Objective
Please swap "outline" for "contour" everywhere in the material below, keeping everything else the same. Leave the pictures out of your answer.

--- begin ---

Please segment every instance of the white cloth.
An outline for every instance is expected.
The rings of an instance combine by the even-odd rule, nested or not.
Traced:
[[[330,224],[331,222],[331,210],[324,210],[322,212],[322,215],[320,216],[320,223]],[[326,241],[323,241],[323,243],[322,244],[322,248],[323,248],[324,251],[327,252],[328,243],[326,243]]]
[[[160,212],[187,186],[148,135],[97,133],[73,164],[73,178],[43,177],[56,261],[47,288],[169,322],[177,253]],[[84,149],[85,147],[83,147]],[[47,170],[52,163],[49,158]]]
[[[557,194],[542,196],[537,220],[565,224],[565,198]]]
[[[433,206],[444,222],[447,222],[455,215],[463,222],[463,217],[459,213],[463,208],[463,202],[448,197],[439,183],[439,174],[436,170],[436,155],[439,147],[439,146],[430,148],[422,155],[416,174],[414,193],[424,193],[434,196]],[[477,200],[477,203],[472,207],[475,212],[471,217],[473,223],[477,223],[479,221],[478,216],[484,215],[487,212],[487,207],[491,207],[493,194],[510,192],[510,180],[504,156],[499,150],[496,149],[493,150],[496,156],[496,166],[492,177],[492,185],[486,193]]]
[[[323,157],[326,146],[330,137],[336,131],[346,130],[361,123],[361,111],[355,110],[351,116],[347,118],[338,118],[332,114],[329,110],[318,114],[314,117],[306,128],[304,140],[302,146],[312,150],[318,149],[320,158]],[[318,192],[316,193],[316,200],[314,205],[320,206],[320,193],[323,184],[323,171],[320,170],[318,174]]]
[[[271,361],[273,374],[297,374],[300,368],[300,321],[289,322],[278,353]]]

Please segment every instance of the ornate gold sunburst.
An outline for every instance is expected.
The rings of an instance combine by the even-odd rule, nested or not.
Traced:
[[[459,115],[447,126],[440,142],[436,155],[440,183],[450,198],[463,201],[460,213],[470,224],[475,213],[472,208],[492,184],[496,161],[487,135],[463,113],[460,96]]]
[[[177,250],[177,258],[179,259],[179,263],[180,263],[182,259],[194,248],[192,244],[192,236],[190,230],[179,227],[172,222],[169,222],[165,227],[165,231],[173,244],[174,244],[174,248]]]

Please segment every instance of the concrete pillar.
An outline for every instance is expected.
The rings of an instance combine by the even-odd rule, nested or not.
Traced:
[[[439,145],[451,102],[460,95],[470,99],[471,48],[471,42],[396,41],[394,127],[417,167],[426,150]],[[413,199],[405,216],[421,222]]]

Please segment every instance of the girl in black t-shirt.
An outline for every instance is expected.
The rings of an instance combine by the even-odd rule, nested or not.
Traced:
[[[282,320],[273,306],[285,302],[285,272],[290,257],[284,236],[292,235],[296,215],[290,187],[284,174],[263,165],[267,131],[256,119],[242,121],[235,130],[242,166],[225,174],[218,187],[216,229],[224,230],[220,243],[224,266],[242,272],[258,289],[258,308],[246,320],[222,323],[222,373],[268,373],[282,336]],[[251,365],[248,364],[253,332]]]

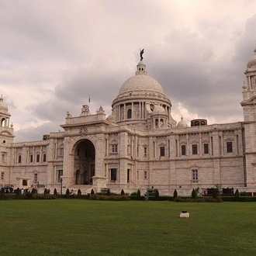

--- end ---

Exercise solution
Please segment every instance of the white cloth.
An contour for every instance is expected.
The rings of an instance combine by the even-odd rule, nested or not.
Traced:
[[[330,224],[331,222],[331,210],[324,210],[322,212],[322,215],[320,216],[320,223]],[[326,241],[323,241],[323,243],[322,244],[322,248],[323,248],[324,251],[327,252],[328,243],[326,243]]]
[[[160,212],[187,186],[148,135],[97,133],[73,164],[73,178],[43,177],[56,261],[47,288],[169,322],[177,253]],[[84,149],[85,147],[83,147]],[[47,170],[52,163],[49,158]]]
[[[557,194],[542,196],[537,220],[565,224],[565,198]]]
[[[433,206],[444,222],[447,222],[455,215],[463,222],[463,217],[459,213],[463,208],[463,202],[448,197],[439,183],[439,174],[436,170],[436,155],[439,147],[439,146],[430,148],[422,155],[416,174],[414,193],[424,193],[434,196]],[[477,200],[477,203],[472,207],[475,212],[471,217],[473,223],[477,223],[479,221],[478,216],[484,215],[487,212],[487,207],[491,207],[493,194],[510,192],[510,180],[504,156],[499,150],[496,149],[493,150],[496,156],[496,166],[492,177],[492,185],[486,193]]]
[[[323,157],[326,146],[330,137],[336,131],[346,130],[361,123],[361,111],[355,110],[351,116],[347,118],[338,118],[332,114],[329,110],[318,114],[314,117],[306,128],[304,140],[302,146],[312,150],[318,149],[320,158]],[[318,192],[316,193],[316,200],[314,205],[320,206],[320,193],[323,184],[323,171],[320,170],[318,174]]]
[[[271,361],[273,374],[297,374],[300,368],[300,321],[289,322],[278,353]]]

Please segment every instance of the ornate gold sunburst.
An contour for every instance is expected.
The rings of an instance combine by the even-odd rule, nested or not.
Traced:
[[[459,115],[447,126],[440,142],[436,155],[440,183],[450,198],[463,201],[460,213],[470,224],[475,213],[472,208],[492,184],[496,161],[487,135],[463,113],[460,96]]]
[[[177,250],[177,258],[179,259],[179,263],[180,263],[182,259],[194,248],[192,244],[192,236],[190,230],[179,227],[172,222],[169,222],[165,227],[165,231],[173,244],[174,244],[174,248]]]

Please segment every instance of the concrete pillar.
An contour for every instance is expected.
The rings of an instance combine by the even-odd rule, nested or not.
Traced:
[[[439,145],[451,102],[460,95],[470,99],[471,48],[471,42],[396,41],[394,127],[417,167],[426,150]],[[413,199],[405,216],[421,222]]]

Please segment every instance of the girl in black t-shirt.
An contour for every instance is expected.
The rings of an instance combine by the even-odd rule, nested or not.
Traced:
[[[282,320],[273,306],[285,302],[285,272],[290,257],[284,236],[292,235],[296,215],[290,187],[284,174],[263,165],[267,131],[256,119],[242,121],[235,130],[242,166],[225,174],[218,187],[216,229],[224,230],[220,243],[224,266],[242,272],[258,289],[258,308],[246,320],[222,323],[222,373],[268,373],[282,336]],[[251,365],[248,364],[253,332]]]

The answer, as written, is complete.